WHAT TO PRODUCE:
What is needed is an exact repeat of the lines from the line containing "written like (450,221)." through the final line of the entries below, and nothing else.

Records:
________________

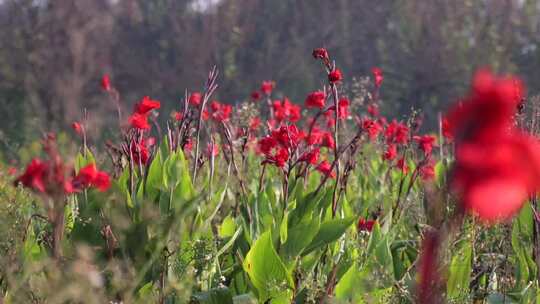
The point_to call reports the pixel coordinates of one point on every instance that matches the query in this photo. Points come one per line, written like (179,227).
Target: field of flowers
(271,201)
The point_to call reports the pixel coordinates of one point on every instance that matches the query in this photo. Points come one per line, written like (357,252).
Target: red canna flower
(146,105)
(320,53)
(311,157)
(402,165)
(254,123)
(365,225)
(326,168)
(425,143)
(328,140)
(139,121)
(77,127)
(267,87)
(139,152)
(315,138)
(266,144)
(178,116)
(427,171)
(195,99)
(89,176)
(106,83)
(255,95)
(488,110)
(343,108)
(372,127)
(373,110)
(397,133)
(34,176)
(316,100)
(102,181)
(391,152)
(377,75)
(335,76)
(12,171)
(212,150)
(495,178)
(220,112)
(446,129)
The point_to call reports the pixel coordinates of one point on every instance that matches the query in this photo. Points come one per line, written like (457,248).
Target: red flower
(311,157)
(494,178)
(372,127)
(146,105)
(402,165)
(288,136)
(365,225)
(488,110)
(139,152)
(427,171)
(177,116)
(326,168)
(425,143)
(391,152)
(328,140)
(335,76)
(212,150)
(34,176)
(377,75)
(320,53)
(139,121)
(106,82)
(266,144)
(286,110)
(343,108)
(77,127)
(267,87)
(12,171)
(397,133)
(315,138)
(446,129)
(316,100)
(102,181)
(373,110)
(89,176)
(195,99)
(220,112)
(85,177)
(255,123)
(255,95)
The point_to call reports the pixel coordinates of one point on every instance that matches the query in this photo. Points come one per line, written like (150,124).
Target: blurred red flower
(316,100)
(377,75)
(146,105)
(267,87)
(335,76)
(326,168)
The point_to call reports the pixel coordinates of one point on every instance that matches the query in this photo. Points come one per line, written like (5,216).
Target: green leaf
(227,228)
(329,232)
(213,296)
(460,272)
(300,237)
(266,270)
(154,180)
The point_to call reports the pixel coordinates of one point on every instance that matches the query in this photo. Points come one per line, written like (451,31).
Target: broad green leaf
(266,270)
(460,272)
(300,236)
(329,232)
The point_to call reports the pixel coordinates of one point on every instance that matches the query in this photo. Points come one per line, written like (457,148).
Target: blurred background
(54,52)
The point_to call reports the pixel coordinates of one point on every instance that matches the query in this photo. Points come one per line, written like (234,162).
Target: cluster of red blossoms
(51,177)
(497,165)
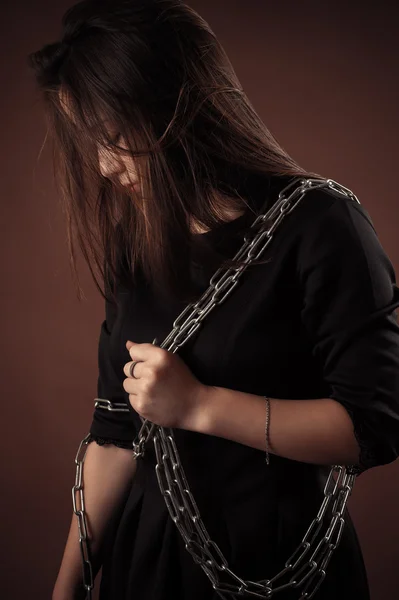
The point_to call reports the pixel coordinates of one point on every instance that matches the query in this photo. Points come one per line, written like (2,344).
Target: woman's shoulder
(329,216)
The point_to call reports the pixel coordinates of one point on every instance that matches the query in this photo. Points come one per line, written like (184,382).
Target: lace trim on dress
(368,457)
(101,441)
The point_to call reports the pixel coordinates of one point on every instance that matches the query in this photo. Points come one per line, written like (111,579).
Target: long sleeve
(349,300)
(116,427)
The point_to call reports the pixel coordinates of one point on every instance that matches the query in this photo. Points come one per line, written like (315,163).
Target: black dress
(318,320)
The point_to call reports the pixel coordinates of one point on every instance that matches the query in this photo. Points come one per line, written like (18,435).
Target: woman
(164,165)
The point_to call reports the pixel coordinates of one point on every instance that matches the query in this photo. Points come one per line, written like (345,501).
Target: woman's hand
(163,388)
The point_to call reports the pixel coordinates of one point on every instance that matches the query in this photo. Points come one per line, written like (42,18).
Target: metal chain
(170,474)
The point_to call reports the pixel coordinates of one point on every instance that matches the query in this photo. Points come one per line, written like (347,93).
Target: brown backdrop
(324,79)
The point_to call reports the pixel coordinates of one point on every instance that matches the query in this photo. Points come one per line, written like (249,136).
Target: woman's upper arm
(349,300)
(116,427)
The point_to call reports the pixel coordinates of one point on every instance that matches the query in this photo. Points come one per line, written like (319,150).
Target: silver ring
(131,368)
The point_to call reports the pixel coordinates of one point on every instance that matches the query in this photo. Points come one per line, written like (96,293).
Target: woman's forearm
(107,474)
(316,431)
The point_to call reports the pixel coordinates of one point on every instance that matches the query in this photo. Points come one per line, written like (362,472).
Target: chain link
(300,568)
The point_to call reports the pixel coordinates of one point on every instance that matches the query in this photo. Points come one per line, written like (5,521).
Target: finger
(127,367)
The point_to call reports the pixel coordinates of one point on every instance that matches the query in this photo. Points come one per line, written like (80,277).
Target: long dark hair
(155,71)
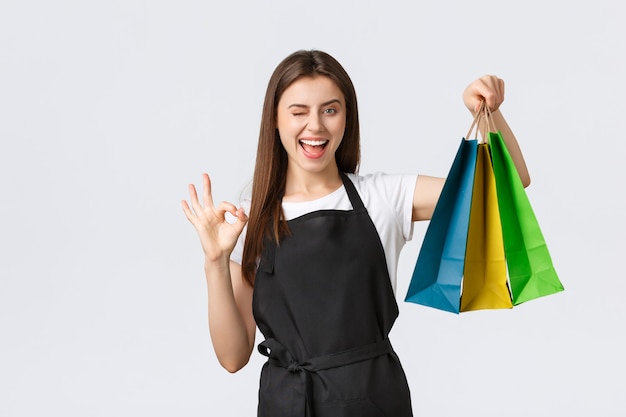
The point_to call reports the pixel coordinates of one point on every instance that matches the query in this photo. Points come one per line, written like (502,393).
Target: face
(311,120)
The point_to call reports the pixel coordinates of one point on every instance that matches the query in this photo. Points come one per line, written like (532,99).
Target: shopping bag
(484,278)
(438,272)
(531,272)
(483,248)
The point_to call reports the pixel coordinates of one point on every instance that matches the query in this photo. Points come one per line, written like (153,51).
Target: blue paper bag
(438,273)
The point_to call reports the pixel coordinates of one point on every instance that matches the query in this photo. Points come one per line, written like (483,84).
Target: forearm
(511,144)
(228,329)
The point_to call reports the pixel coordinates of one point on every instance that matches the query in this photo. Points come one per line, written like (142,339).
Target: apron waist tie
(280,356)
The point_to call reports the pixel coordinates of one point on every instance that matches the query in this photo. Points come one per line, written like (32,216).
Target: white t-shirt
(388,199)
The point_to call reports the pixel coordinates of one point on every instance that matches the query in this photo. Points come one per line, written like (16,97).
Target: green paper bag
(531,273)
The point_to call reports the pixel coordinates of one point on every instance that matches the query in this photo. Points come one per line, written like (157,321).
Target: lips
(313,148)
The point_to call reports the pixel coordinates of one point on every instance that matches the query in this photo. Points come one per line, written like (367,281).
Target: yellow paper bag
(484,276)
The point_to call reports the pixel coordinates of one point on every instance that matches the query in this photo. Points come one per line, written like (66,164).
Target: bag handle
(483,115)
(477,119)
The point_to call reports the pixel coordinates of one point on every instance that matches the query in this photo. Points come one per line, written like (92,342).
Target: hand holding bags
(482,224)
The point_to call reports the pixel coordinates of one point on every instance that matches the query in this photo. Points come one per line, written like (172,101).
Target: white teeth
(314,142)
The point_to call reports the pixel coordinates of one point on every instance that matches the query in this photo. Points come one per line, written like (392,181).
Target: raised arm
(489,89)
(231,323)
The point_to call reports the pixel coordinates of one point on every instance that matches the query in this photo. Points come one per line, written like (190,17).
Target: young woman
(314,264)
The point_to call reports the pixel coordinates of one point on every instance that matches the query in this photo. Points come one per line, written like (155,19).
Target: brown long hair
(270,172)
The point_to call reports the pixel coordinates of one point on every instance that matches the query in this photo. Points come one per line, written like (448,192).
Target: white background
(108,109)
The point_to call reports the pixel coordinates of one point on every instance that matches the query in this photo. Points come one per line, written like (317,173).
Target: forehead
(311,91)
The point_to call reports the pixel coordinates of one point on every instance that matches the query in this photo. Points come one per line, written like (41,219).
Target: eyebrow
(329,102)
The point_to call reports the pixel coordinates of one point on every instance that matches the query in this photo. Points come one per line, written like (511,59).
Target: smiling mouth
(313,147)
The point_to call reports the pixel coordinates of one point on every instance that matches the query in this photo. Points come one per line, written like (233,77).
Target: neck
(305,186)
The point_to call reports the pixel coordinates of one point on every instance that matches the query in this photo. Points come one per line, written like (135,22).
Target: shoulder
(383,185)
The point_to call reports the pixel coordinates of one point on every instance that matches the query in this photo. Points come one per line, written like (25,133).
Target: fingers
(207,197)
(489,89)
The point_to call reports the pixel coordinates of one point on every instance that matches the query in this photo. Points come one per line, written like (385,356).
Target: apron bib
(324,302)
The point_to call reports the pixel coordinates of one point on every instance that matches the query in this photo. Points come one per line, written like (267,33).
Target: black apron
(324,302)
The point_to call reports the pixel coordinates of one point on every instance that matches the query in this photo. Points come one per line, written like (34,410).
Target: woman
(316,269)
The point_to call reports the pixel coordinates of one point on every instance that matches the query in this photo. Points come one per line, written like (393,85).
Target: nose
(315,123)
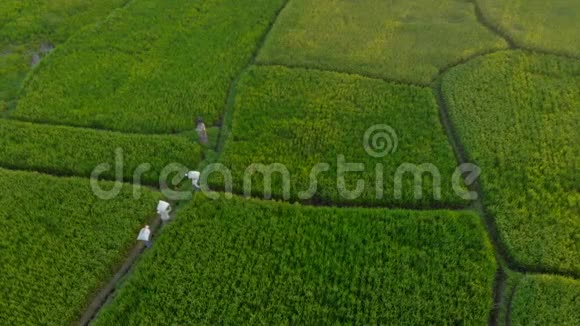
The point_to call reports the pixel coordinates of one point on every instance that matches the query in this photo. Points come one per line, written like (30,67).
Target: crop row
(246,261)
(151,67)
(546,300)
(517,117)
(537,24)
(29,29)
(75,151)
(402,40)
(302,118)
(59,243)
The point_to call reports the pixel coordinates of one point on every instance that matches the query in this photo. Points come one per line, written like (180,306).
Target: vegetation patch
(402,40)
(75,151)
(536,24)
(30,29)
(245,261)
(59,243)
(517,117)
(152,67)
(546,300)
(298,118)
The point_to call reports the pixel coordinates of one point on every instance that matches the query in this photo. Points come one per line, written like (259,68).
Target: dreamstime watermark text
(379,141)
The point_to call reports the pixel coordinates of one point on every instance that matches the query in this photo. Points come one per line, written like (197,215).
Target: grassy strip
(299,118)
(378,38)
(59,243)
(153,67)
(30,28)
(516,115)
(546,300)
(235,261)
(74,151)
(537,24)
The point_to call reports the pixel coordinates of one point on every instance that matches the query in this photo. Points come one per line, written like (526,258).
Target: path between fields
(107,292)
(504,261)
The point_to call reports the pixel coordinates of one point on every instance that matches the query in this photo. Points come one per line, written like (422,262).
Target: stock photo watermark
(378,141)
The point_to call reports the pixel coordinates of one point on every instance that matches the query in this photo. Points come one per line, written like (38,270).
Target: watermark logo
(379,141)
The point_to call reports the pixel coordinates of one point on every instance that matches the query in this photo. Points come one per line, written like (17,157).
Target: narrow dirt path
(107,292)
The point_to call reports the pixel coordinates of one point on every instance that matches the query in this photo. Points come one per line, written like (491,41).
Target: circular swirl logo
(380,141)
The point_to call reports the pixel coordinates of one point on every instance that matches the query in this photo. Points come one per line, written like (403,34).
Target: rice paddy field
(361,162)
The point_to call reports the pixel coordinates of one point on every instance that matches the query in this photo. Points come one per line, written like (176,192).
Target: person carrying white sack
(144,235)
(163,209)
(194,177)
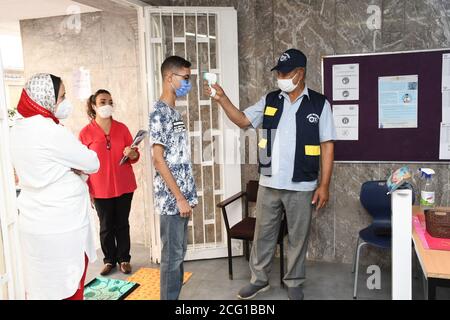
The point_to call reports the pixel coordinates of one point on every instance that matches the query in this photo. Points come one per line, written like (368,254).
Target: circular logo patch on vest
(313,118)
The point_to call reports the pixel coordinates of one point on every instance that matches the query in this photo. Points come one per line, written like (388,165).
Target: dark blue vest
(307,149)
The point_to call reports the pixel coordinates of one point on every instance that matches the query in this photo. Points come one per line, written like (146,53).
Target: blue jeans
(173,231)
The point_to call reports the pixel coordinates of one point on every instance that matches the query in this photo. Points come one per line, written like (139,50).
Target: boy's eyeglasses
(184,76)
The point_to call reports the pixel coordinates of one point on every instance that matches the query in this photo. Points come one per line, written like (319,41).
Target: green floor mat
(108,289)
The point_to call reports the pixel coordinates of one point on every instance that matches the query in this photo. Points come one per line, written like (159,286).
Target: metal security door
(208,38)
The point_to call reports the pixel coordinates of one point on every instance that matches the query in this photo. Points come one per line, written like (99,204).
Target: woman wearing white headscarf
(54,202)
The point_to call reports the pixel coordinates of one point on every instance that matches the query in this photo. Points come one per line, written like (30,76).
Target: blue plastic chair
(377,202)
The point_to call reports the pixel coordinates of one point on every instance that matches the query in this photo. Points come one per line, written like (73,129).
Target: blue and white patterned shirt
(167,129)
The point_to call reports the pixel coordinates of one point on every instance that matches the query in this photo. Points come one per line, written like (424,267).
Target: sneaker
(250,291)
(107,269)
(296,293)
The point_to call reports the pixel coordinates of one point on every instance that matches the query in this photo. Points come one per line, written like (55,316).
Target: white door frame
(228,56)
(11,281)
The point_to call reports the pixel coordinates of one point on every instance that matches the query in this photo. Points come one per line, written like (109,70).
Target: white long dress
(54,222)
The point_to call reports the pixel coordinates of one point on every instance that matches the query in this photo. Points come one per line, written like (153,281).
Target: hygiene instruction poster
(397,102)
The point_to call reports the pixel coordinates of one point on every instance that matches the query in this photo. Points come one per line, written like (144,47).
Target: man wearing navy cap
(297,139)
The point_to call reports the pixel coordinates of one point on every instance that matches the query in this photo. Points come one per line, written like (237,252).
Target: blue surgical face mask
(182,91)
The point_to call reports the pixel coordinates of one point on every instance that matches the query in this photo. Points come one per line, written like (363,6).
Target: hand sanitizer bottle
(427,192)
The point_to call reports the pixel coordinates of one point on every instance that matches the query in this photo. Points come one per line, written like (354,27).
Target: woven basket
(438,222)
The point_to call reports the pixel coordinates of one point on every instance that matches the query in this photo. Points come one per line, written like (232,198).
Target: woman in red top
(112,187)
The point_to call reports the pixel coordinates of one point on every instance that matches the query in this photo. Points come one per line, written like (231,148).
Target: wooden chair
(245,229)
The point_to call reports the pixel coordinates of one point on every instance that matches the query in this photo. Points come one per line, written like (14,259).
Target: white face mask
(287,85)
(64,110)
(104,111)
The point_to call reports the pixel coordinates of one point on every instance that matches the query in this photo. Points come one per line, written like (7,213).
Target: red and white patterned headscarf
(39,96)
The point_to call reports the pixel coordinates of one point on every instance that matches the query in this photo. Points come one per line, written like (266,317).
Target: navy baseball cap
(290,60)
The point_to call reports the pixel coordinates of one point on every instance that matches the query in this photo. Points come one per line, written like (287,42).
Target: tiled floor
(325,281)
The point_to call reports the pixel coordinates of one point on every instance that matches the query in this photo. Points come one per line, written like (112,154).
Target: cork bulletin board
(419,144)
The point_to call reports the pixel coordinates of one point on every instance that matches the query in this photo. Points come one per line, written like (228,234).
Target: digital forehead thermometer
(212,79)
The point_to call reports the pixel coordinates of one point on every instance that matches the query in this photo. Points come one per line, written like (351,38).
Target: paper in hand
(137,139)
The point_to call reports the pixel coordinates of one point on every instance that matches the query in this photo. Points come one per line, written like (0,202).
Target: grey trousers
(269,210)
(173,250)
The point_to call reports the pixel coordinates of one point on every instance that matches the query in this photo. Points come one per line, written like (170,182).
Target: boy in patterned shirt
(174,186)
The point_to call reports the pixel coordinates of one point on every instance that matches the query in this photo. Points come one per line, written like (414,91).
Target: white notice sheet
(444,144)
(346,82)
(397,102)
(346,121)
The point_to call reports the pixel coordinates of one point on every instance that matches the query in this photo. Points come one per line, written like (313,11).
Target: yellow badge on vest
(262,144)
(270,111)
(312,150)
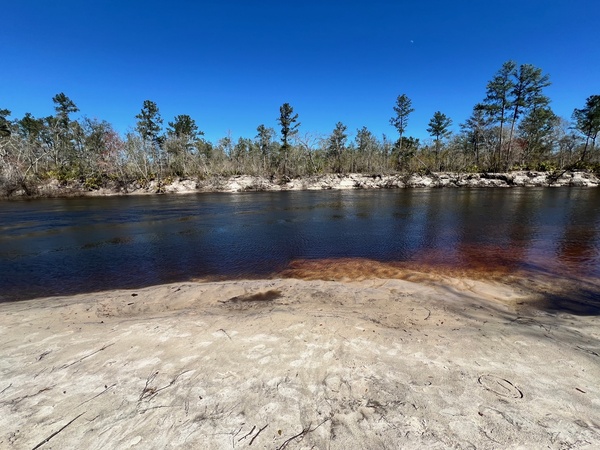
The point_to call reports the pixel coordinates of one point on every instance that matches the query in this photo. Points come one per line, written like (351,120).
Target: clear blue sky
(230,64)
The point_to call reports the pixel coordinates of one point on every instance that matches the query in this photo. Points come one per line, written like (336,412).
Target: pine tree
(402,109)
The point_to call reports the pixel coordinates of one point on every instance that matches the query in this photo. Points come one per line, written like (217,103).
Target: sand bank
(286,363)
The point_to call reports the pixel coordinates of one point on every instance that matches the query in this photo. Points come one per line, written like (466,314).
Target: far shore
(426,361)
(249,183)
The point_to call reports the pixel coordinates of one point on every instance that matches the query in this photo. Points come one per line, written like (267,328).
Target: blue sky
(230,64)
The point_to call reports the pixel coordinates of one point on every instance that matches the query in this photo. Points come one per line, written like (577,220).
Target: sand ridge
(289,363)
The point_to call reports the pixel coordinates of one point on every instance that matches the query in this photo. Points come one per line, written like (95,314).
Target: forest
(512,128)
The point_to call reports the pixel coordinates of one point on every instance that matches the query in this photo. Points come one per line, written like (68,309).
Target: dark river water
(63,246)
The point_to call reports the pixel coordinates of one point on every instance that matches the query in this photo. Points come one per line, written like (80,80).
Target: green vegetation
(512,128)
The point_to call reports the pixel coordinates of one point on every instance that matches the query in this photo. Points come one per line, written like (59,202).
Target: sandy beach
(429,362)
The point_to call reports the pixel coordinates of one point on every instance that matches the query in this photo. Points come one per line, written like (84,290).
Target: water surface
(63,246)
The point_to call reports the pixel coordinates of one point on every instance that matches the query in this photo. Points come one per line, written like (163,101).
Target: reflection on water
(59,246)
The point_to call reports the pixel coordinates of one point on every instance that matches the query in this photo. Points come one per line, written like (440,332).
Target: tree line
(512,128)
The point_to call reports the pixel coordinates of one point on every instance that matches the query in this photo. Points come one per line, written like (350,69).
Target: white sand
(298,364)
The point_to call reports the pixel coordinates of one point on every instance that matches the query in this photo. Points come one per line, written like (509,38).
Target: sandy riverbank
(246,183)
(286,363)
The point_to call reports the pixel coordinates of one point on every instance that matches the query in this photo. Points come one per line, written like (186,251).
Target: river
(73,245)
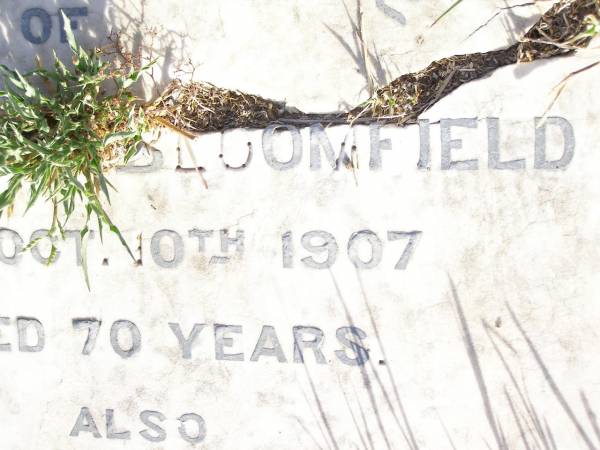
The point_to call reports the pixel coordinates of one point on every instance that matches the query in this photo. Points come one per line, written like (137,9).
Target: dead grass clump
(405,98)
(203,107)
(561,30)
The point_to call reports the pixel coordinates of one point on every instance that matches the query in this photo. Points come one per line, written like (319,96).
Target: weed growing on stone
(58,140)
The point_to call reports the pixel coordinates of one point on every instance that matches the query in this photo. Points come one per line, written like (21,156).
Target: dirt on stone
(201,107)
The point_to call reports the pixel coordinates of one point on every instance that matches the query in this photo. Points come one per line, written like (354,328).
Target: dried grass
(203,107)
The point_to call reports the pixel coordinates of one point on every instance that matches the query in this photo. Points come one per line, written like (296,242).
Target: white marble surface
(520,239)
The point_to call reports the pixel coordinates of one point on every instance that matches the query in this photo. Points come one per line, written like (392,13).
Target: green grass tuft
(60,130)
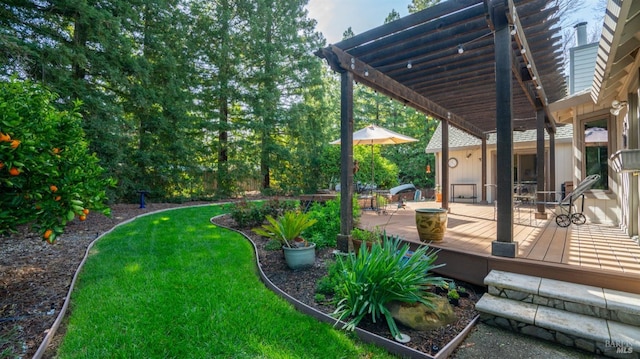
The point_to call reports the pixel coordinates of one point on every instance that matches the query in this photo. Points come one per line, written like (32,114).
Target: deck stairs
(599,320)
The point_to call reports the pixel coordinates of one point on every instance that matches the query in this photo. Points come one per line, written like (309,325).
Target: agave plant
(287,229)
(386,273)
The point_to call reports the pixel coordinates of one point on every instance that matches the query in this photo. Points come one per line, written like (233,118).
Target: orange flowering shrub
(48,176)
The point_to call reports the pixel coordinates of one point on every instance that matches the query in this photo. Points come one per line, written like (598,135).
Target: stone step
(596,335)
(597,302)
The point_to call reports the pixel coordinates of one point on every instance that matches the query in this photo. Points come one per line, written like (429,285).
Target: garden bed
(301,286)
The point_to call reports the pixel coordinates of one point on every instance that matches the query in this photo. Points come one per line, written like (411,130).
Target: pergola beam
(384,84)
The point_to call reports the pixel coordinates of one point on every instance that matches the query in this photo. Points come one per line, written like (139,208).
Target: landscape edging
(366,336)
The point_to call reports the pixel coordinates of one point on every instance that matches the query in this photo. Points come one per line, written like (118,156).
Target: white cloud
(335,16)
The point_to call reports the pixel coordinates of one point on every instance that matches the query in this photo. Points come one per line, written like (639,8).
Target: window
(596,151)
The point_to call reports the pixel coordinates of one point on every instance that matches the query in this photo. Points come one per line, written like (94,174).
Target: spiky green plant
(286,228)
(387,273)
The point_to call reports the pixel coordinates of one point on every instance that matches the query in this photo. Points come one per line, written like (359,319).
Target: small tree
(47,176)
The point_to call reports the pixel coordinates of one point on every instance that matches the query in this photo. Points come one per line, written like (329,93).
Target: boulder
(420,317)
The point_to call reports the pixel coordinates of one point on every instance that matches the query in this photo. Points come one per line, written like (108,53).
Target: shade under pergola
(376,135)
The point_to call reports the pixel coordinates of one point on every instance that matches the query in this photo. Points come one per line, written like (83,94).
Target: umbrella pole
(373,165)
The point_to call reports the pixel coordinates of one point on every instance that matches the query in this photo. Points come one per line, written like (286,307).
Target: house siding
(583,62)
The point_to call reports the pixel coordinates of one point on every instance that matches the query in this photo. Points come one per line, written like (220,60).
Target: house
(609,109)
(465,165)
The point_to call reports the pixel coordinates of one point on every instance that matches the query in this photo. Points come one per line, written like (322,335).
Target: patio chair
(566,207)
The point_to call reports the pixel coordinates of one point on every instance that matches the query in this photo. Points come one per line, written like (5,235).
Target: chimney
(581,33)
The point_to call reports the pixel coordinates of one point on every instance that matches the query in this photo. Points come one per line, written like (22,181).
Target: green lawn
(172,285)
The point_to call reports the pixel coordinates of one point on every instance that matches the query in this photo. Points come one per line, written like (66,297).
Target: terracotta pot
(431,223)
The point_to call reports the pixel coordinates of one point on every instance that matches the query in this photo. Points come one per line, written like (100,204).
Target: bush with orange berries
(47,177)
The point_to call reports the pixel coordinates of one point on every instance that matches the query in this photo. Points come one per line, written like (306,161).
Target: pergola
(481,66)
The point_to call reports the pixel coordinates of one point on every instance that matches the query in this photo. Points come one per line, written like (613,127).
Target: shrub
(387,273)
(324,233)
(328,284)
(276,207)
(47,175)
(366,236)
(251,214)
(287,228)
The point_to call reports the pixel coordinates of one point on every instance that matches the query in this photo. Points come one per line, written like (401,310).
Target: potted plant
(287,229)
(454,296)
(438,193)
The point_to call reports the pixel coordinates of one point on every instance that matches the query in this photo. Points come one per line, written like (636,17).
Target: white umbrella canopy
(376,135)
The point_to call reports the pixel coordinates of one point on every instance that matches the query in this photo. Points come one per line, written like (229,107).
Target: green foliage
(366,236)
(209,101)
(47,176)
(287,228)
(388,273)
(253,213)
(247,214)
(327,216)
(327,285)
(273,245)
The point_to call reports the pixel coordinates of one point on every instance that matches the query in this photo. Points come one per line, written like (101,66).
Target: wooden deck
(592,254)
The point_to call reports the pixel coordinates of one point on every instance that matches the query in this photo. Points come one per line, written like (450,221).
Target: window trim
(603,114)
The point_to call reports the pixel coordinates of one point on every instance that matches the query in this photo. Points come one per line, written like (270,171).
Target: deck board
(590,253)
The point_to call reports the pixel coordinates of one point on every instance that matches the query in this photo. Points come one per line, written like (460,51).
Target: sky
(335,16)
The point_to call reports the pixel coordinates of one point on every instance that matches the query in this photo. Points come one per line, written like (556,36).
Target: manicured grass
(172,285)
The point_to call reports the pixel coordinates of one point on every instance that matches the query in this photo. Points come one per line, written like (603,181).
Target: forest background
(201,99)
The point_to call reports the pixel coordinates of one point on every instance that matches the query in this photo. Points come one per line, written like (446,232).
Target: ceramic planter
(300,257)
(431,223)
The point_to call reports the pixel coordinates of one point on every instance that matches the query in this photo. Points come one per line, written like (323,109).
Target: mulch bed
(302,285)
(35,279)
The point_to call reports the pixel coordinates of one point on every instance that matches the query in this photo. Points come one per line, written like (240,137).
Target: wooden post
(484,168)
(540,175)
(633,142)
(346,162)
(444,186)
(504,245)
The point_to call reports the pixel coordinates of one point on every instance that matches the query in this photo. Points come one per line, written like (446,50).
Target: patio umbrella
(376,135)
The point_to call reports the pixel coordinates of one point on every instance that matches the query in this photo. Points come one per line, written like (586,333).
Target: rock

________________

FINAL ANSWER:
The point_to call reports the pixel coordinates of one point on every instance that matches the query in this photo. Points come one per line, written like (450,221).
Target: window trim
(603,114)
The point_to call reports the pixel coordinates of one point on every instance that matches the query in this photo. Points come one per line, written like (270,171).
Target: deck board
(590,253)
The point_to call reports the pixel coordinates of one point on every instance that matches the query in this photo. Points come one per line, written like (460,51).
Target: sky
(335,16)
The point_to call reports the pixel coordinates of one point on every instance that matches the query in this photo. Points come one per line, written like (556,36).
Target: manicured grass
(172,285)
The point_to call reports the pixel coordinates of one point on every instance that matches the query in this photo. Points come one per line, written like (603,181).
Target: forest background
(201,99)
The point_to call reports the pixel coordinates of one point on every instance that matches the query in this photo. Points come one per line, written like (446,232).
Target: ceramic planter
(300,257)
(431,223)
The point_to call reports the pixel coordinates of one point on every instance that matches the query in this photo. Points come one per line, written like (323,109).
Target: mulch bed
(302,285)
(35,279)
The point_to call reports the pixel coordinates of one point on every instance that matches the query in this photo. Points come one per line, written like (240,137).
Target: wooden post
(484,168)
(540,175)
(633,142)
(346,162)
(444,186)
(504,245)
The point_to call reports the pixel coordinates of one point on every instance that matches the query in this photo. Points come one per line, written like (446,50).
Target: patio umbrella
(376,135)
The point_to call reports the pixel coordinates of one point on every instance that matches the query in this photo. Points come one per line, written like (586,333).
Target: rock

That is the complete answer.